[Records contained in a dataset]
= = = = =

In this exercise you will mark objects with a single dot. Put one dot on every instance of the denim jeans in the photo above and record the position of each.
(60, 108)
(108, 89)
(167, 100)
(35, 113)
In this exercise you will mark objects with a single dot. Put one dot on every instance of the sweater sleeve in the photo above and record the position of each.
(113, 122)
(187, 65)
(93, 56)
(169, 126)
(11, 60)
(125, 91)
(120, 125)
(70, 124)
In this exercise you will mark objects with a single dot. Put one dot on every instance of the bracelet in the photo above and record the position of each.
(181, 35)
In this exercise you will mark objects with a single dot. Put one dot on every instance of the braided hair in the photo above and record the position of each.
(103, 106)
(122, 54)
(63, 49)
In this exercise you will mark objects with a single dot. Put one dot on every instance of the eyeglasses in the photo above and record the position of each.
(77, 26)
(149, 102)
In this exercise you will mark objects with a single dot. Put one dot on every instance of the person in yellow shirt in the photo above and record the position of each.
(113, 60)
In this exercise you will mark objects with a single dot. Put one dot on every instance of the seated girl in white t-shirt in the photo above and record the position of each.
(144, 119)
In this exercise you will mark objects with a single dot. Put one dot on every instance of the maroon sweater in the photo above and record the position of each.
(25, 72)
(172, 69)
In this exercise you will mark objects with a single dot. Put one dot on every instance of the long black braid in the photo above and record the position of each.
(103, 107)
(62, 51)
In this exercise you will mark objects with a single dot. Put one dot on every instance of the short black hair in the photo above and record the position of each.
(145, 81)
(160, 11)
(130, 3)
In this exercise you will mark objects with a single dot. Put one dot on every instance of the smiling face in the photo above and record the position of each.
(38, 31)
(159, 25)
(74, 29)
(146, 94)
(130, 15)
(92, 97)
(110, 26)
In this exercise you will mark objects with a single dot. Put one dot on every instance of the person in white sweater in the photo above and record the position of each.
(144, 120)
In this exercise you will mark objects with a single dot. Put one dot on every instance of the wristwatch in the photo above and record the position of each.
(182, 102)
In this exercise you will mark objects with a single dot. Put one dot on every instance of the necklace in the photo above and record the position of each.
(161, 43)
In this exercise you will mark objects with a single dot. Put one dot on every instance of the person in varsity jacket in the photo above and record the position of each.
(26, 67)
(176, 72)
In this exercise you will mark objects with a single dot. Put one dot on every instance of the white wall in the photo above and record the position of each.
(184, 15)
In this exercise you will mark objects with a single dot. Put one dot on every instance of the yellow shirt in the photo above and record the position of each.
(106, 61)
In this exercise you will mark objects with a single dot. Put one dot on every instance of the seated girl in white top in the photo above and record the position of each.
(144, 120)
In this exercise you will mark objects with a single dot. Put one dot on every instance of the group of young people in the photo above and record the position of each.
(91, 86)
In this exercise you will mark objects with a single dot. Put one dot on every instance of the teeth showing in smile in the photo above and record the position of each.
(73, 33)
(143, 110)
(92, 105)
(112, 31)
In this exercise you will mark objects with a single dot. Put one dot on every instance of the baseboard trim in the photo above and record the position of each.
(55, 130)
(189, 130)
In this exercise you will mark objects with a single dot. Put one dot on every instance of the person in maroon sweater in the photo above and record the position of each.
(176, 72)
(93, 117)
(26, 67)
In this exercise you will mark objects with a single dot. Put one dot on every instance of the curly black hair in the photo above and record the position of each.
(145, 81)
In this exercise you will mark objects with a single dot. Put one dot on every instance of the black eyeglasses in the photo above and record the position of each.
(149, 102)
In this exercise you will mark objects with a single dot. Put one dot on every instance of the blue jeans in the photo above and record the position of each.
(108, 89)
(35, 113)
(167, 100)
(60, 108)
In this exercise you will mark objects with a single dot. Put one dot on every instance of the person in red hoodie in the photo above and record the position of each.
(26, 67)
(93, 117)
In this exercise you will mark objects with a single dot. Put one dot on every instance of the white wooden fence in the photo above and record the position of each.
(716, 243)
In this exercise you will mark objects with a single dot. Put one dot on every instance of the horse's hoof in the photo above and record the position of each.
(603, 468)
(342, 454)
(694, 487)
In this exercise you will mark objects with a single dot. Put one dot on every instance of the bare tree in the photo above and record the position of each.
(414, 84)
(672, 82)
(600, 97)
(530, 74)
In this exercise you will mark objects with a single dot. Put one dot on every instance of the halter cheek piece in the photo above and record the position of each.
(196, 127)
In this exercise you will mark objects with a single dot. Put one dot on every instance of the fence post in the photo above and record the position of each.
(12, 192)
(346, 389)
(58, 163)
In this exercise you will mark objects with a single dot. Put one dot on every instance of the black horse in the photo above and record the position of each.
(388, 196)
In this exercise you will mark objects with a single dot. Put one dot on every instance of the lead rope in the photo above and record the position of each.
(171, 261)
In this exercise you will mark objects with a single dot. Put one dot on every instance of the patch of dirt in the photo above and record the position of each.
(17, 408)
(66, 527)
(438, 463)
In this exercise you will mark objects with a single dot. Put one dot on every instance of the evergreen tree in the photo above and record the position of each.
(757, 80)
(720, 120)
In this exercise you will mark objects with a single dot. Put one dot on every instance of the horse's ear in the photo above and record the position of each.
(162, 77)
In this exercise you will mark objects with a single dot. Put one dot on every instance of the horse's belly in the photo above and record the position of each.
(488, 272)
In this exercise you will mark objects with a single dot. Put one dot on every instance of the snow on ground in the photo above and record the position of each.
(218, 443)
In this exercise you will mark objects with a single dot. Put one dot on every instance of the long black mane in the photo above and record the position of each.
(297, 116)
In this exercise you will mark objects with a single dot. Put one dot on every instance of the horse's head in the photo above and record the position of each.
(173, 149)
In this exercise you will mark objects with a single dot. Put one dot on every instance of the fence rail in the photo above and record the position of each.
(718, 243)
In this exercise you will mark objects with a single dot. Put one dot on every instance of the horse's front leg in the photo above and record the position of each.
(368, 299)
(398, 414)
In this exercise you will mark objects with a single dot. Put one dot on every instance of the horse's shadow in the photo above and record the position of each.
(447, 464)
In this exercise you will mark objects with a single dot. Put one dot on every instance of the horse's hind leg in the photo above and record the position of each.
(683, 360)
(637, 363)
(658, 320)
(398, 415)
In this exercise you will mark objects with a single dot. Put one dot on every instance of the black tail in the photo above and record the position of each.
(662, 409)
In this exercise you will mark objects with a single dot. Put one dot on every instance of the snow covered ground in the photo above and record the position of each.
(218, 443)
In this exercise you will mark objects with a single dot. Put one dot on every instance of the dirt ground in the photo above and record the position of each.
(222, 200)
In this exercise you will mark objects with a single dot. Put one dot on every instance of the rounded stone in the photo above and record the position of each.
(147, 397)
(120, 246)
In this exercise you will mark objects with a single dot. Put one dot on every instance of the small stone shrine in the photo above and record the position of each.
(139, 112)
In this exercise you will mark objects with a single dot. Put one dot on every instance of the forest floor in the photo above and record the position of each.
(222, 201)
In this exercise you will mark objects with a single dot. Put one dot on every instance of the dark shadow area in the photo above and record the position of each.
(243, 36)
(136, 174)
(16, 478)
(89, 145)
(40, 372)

= = = = =

Aim of the exercise:
When you reach the end of the data, retype all of it exactly.

Output below:
In this exercise you will mark objects with a single dot. Put one dot on every instance of the denim jeans in the photo above and record the position of each.
(60, 108)
(108, 89)
(167, 100)
(35, 113)
In this exercise you will mark objects with a single dot. Put one dot on every instance of the sweater sleeve in the photo above and record the position of each.
(113, 122)
(187, 65)
(93, 56)
(169, 126)
(11, 60)
(125, 91)
(120, 125)
(70, 124)
In this exercise you will mark objects with a single dot. Put one dot on every instance of the bracelet in the photo above and record the position of each.
(181, 35)
In this exercise you will mark objects with a single dot. Put one dot on every instance of the braided hair in the photo above and record the position of each.
(103, 106)
(122, 54)
(63, 49)
In this exercise you will mark objects with a single dot. Put one dot on every instance of the eyeglasses in the photo above and record the position of each.
(77, 26)
(149, 102)
In this exercise you will mark objects with a single dot. Put one dot on every instance of the person in yellow shirt in the photo above and record the position of each.
(113, 60)
In this exercise you will mark objects with a single dot. Put one dot on every instance of the seated girl in white t-shirt in the photo above and record the position of each.
(144, 119)
In this exercise you will mark objects with a single dot. Put one dot on every instance of the maroon sweater in the photo above and record the position of each.
(25, 72)
(172, 69)
In this exercise you will mark objects with a single dot. Put one dot on every instance of the long black braid in the photo above and record the position of each.
(103, 107)
(62, 51)
In this exercise you will mark objects with a single dot. Put one dot on every instance of the short black hair in the photo above and record the position of each.
(145, 81)
(160, 11)
(130, 3)
In this exercise you will mark objects with a single dot. Put one dot on every instance of the smiling face in the photo above and record the position of each.
(38, 31)
(159, 25)
(74, 29)
(146, 94)
(130, 15)
(92, 97)
(110, 26)
In this exercise you will mark objects with a single dot. Put one dot on every instance of the person in white sweater in the photo above and record the position of each.
(144, 120)
In this exercise you will mark objects with a single dot. Put one dot on every instance of the wristwatch in the photo above and record the position of each.
(182, 102)
In this exercise you will mark objects with a single dot. Put one dot on every instance of the necklace in the photo above and record the position of each.
(161, 43)
In this exercise you will mark objects with a single dot. Put one dot on every instance of the person in varsity jacket in the photo above and record the position of each.
(26, 67)
(176, 72)
In this exercise you will mark objects with a single dot. Put one dot on every instance of the white wall in the photo above and record the position of each.
(184, 15)
In this exercise you will mark objects with a single dot. Put one dot on every instance of the yellow shirt in the photo above and record the position of each.
(106, 61)
In this exercise you will mark objects with a single dot. Put one dot on every instance of the seated girl in white top in the photo above and record the position of each.
(144, 120)
In this exercise you will mark objects with a single dot. Put one dot on every instance of the group of young people in the photo above and record the position of each.
(91, 86)
In this exercise you will mark objects with a single dot. Put one dot on every instance of the teeth showing in smile in the photo above and record the position of each.
(73, 33)
(143, 110)
(92, 105)
(112, 31)
In this exercise you will mark objects with a single dot. Put one dot on every instance of the baseboard trim in the photo above and record the position of each.
(55, 130)
(189, 130)
In this exercise you will mark objects with a single dot. Put one dot on every instance of the person in maroon sweater in the photo above and record the position of each.
(176, 72)
(93, 117)
(26, 67)
In this exercise you will mark objects with a single dot. Put one dot on every instance of the curly black hair in the photo above and record the position of each.
(145, 81)
In this exercise you will mark objects with a single dot. Put one dot on every instance of the black eyeglasses in the photo above and record the position of each.
(149, 102)
In this exercise you will mark objects with a single dot. Put one dot on every instance of the blue jeans in the photo above and record the position of each.
(108, 89)
(35, 113)
(167, 100)
(60, 108)
In this exercise you will mark objects with a single dot. Put one dot on every instance of the person in red hoodie in the photo above and record the position of each.
(26, 67)
(93, 117)
In this exercise you will mark objects with a single dot. Put one dot on every instance of the white wooden fence in the photo above and record the position of each.
(716, 243)
In this exercise you will mark objects with a single dot. Put one dot on every instance of the horse's hoof in the photo above and record the position of each.
(603, 468)
(342, 454)
(694, 487)
In this exercise you will mark objects with a single dot. Put one dot on every instance of the bare tree in the photo above and record the position of each.
(414, 84)
(672, 82)
(600, 97)
(530, 74)
In this exercise you will mark objects with a single dot. Put one dot on every instance of the halter cheek piece in the photo above and record the position of each.
(196, 127)
In this exercise you will mark objects with a single dot. Put one dot on every instance of the fence post in the photo above and record the position of each.
(12, 192)
(346, 389)
(58, 163)
In this exercise you will mark objects with a single dot. Put one dot on every instance of the black horse in the photo above and record the position of each.
(388, 196)
In this exercise you will mark objects with a single dot. Put one dot on every instance of the lead rope in the photo above and record the position of each.
(171, 261)
In this exercise you will mark objects with a single dot. Put one dot on every instance of the patch of dirt in the photo above and record the position of each.
(17, 408)
(66, 527)
(438, 463)
In this exercise you will mark objects with a single dot. Put one dot on every instance of the evergreen tree in the photo above and record the position of each.
(757, 80)
(720, 120)
In this exercise you will mark objects with a single dot. Put one dot on every instance of the horse's ear in the photo above and record the position of each.
(162, 77)
In this exercise you will mark objects with a single dot. Put one dot on every instance of the horse's belly in the photo above and record the position of each.
(488, 272)
In this exercise you will mark objects with a single dot. Put one dot on every instance of the snow on ground in the photo above and record the position of each.
(218, 443)
In this exercise you will mark objects with a single dot. Put one dot on every instance of the long black mane in the photo above and record the position of each.
(297, 116)
In this exercise you will mark objects with a single dot. Put one dot on every instance of the horse's head in the photo above and record the position of each.
(173, 149)
In this exercise you will mark objects with a single dot. Put one dot on every instance of the fence rail in the photo above and record the position of each.
(718, 243)
In this exercise you will mark objects with a single dot. Put one dot on every instance of the horse's front leg in the photo above and record the position of each.
(368, 299)
(398, 414)
In this exercise you will mark objects with a single dot. Put one dot on every instance of the horse's shadow in the photo above and record the position of each.
(447, 464)
In this exercise you will mark objects with a single dot. Put one dot on every instance of the horse's hind leg in the photo above and record the position of each.
(683, 360)
(637, 363)
(658, 320)
(398, 415)
In this exercise you will mark objects with a single dot. Put one dot on every instance of the black tail in the photo above and record the position of each.
(662, 409)
In this exercise you will mark objects with a single dot. Put one dot on every instance of the snow covered ground in the photo above and record the position of each.
(218, 443)
In this exercise you will mark objects with a single dot. Put one dot on every instance of the dirt ground in the photo above and record the position of each.
(222, 200)
In this exercise you will mark objects with a single dot. Put one dot on every instance of the rounded stone in the photo above and record the position of each.
(147, 397)
(120, 246)
In this exercise you will mark objects with a single dot. Put one dot on every instance of the small stone shrine in the photo above and record the position of each.
(139, 112)
In this exercise you will mark objects with a single dot. Put one dot on every instance of the forest floor in the photo above and record the position of each.
(222, 201)
In this exercise you will mark objects with a single dot. Put one dot on every instance of the dark shadow area in the photo above and record the position of each.
(243, 36)
(136, 174)
(16, 478)
(89, 145)
(40, 372)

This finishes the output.